How can one kill someone twice in Indonesian? Causal pluralism at the syntax-semantics interface

Authors

  • Yosuke Sato Seisen University

DOI:

https://doi.org/10.3765/plsa.v5i1.4657

Keywords:

non-culminating accomplishment verbs, event-tokenization, causal pluralism, time-frame adverbials, agent control hypothesis, agentivity

Abstract

This paper investigates the non-culminating, zero change-of-state construal of causative accomplishment verbs as well as its origin in Indonesian in order to shed light on the event/conceptual structure of this verb class. The paper first presents novel data illustrating that this construal is possible with an agentive subject, but not with a causer subject, thereby lending support to the Agent Control Hypothesis (Demirdache and Martin 2015), which is known to regulate the relationship between agentivity and non-culmination. The paper then addresses the question of why Indonesian exhibits this agentive-sensitive distribution of the non-culminating interpretation. This fact is argued to follow from a close interaction of Martin's (2019) event-tokenization theory of two types of causation with the maximality requirement of the weak perfective operator (Altshuler 2014) independently developed for languages such as Thai, Hindi and Chinese. The proposed analysis receives support from time-frame adverbials and different interpretations imposed on VP complementation under aspectual predicates.

— ENTRIES —

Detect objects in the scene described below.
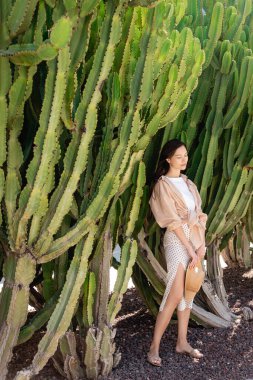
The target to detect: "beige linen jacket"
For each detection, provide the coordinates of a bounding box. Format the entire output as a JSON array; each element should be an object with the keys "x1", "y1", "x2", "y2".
[{"x1": 149, "y1": 174, "x2": 207, "y2": 249}]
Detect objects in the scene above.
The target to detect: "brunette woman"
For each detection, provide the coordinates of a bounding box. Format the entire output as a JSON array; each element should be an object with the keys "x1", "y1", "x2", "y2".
[{"x1": 147, "y1": 139, "x2": 207, "y2": 366}]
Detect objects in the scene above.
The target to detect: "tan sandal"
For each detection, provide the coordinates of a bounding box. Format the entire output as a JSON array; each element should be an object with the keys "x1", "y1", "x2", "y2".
[
  {"x1": 176, "y1": 348, "x2": 204, "y2": 359},
  {"x1": 147, "y1": 352, "x2": 162, "y2": 367}
]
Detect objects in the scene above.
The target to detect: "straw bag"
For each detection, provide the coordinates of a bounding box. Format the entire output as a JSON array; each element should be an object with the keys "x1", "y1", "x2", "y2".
[{"x1": 184, "y1": 260, "x2": 205, "y2": 302}]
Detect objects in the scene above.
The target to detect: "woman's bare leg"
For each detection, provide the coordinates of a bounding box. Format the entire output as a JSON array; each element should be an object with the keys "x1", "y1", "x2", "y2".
[
  {"x1": 149, "y1": 263, "x2": 185, "y2": 356},
  {"x1": 176, "y1": 308, "x2": 203, "y2": 359},
  {"x1": 176, "y1": 308, "x2": 192, "y2": 352}
]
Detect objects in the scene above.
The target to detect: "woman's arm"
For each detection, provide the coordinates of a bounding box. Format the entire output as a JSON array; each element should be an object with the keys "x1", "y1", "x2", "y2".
[{"x1": 173, "y1": 227, "x2": 199, "y2": 268}]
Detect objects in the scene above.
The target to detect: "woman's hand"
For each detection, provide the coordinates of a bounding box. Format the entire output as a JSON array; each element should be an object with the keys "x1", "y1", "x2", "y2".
[
  {"x1": 187, "y1": 247, "x2": 199, "y2": 269},
  {"x1": 196, "y1": 244, "x2": 206, "y2": 260}
]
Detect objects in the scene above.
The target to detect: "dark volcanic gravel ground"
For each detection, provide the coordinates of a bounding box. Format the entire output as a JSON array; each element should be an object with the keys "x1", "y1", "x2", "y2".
[{"x1": 8, "y1": 269, "x2": 253, "y2": 380}]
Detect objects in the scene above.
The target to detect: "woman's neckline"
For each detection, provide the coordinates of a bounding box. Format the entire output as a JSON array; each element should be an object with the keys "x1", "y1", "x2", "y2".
[{"x1": 164, "y1": 175, "x2": 183, "y2": 179}]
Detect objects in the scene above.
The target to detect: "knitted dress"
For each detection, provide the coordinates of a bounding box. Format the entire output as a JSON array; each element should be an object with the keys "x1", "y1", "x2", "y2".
[{"x1": 150, "y1": 176, "x2": 196, "y2": 311}]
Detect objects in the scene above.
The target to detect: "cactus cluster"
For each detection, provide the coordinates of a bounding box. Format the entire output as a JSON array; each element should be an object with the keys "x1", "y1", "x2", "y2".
[
  {"x1": 0, "y1": 0, "x2": 205, "y2": 379},
  {"x1": 133, "y1": 0, "x2": 253, "y2": 326}
]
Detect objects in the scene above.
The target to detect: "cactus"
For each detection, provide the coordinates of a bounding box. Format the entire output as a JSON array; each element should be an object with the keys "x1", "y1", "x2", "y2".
[{"x1": 0, "y1": 0, "x2": 253, "y2": 379}]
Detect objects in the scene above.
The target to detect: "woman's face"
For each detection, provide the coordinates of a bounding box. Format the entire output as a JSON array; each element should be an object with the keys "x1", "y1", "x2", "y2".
[{"x1": 167, "y1": 145, "x2": 188, "y2": 170}]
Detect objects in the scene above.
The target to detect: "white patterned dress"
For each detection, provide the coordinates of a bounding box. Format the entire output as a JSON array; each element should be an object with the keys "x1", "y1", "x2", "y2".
[{"x1": 159, "y1": 177, "x2": 195, "y2": 311}]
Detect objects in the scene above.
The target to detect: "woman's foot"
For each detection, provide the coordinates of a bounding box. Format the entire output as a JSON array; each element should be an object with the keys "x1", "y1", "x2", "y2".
[
  {"x1": 176, "y1": 343, "x2": 204, "y2": 359},
  {"x1": 147, "y1": 346, "x2": 162, "y2": 367},
  {"x1": 147, "y1": 352, "x2": 162, "y2": 367}
]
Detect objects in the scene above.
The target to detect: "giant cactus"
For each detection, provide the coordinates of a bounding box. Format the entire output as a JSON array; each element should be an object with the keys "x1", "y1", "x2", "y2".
[
  {"x1": 134, "y1": 0, "x2": 253, "y2": 326},
  {"x1": 0, "y1": 0, "x2": 204, "y2": 379}
]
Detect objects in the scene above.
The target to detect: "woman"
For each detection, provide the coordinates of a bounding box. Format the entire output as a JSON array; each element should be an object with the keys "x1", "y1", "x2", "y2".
[{"x1": 147, "y1": 139, "x2": 207, "y2": 366}]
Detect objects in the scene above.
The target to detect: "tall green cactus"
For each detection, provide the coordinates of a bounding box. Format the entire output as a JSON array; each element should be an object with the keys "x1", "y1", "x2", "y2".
[
  {"x1": 0, "y1": 0, "x2": 253, "y2": 379},
  {"x1": 0, "y1": 0, "x2": 204, "y2": 379}
]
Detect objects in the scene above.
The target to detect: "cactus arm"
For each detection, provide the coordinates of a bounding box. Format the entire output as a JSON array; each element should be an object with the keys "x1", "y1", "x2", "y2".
[
  {"x1": 107, "y1": 239, "x2": 137, "y2": 323},
  {"x1": 224, "y1": 57, "x2": 253, "y2": 128},
  {"x1": 217, "y1": 172, "x2": 253, "y2": 236},
  {"x1": 8, "y1": 0, "x2": 38, "y2": 38},
  {"x1": 5, "y1": 66, "x2": 36, "y2": 247},
  {"x1": 17, "y1": 291, "x2": 60, "y2": 345},
  {"x1": 126, "y1": 162, "x2": 146, "y2": 238},
  {"x1": 16, "y1": 48, "x2": 69, "y2": 247},
  {"x1": 18, "y1": 226, "x2": 96, "y2": 377},
  {"x1": 14, "y1": 62, "x2": 56, "y2": 232},
  {"x1": 0, "y1": 256, "x2": 35, "y2": 379},
  {"x1": 227, "y1": 119, "x2": 240, "y2": 177},
  {"x1": 36, "y1": 9, "x2": 154, "y2": 260},
  {"x1": 37, "y1": 2, "x2": 121, "y2": 238},
  {"x1": 0, "y1": 58, "x2": 11, "y2": 225},
  {"x1": 204, "y1": 1, "x2": 224, "y2": 69},
  {"x1": 35, "y1": 8, "x2": 121, "y2": 255},
  {"x1": 200, "y1": 75, "x2": 229, "y2": 207},
  {"x1": 82, "y1": 272, "x2": 96, "y2": 328}
]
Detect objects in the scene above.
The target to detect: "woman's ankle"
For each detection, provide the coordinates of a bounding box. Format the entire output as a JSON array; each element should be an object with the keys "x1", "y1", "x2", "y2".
[{"x1": 149, "y1": 342, "x2": 159, "y2": 353}]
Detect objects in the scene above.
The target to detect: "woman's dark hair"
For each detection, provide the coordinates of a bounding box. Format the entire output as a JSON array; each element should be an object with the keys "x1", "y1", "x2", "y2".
[{"x1": 154, "y1": 139, "x2": 186, "y2": 181}]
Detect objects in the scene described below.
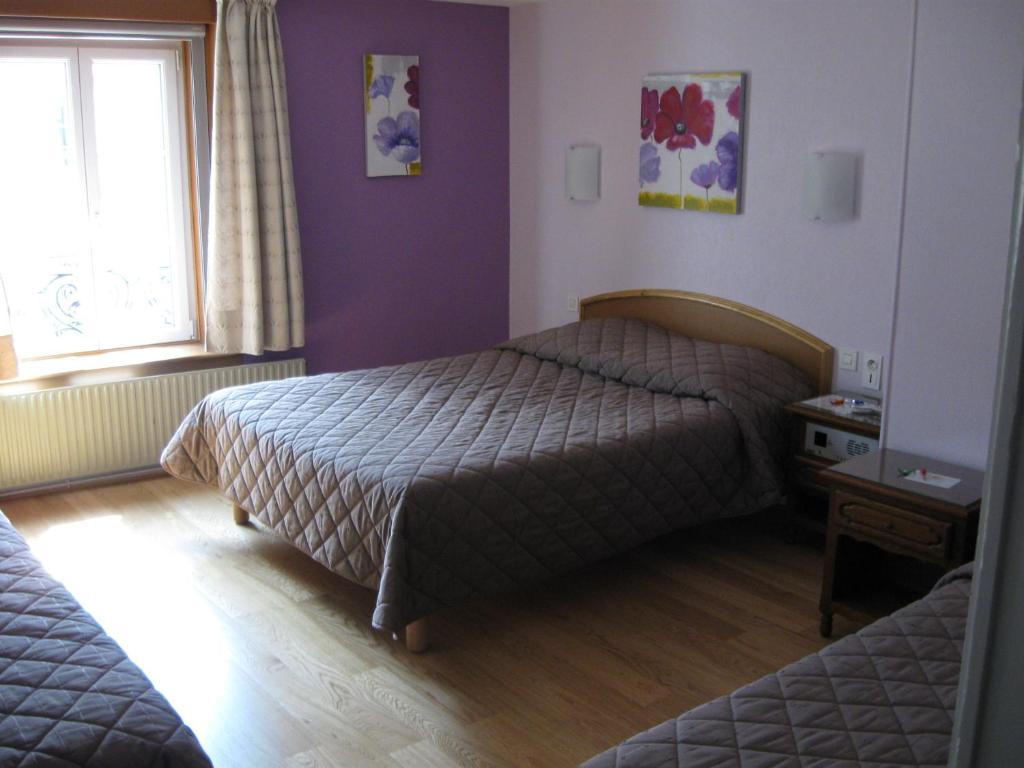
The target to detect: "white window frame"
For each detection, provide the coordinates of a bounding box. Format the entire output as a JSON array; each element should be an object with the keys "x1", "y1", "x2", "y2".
[{"x1": 0, "y1": 18, "x2": 210, "y2": 356}]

— PARTS OF THE EXERCISE —
- 1) Transcribe the entire page on non-culminating verbs in Indonesian, word for word.
- 2) Pick out each line of the records that contains the word "cactus", and copy those lines.
The text and the records have separate origins.

— ANSWERS TO THE EXERCISE —
- 1)
How can one kill someone twice in Indonesian? Causal pluralism at the syntax-semantics interface

Authors

  • Yosuke Sato Seisen University

DOI:

https://doi.org/10.3765/plsa.v5i1.4657

Keywords:

non-culminating accomplishment verbs, event-tokenization, causal pluralism, time-frame adverbials, agent control hypothesis, agentivity

Abstract

This paper investigates the non-culminating, zero change-of-state construal of causative accomplishment verbs as well as its origin in Indonesian in order to shed light on the event/conceptual structure of this verb class. The paper first presents novel data illustrating that this construal is possible with an agentive subject, but not with a causer subject, thereby lending support to the Agent Control Hypothesis (Demirdache and Martin 2015), which is known to regulate the relationship between agentivity and non-culmination. The paper then addresses the question of why Indonesian exhibits this agentive-sensitive distribution of the non-culminating interpretation. This fact is argued to follow from a close interaction of Martin's (2019) event-tokenization theory of two types of causation with the maximality requirement of the weak perfective operator (Altshuler 2014) independently developed for languages such as Thai, Hindi and Chinese. The proposed analysis receives support from time-frame adverbials and different interpretations imposed on VP complementation under aspectual predicates.

- 2)
The target to detect: "cactus cluster"
The target to detect: "cactus"
The target to detect: "giant cactus"
The target to detect: "tall green cactus"
The target to detect: "cactus arm"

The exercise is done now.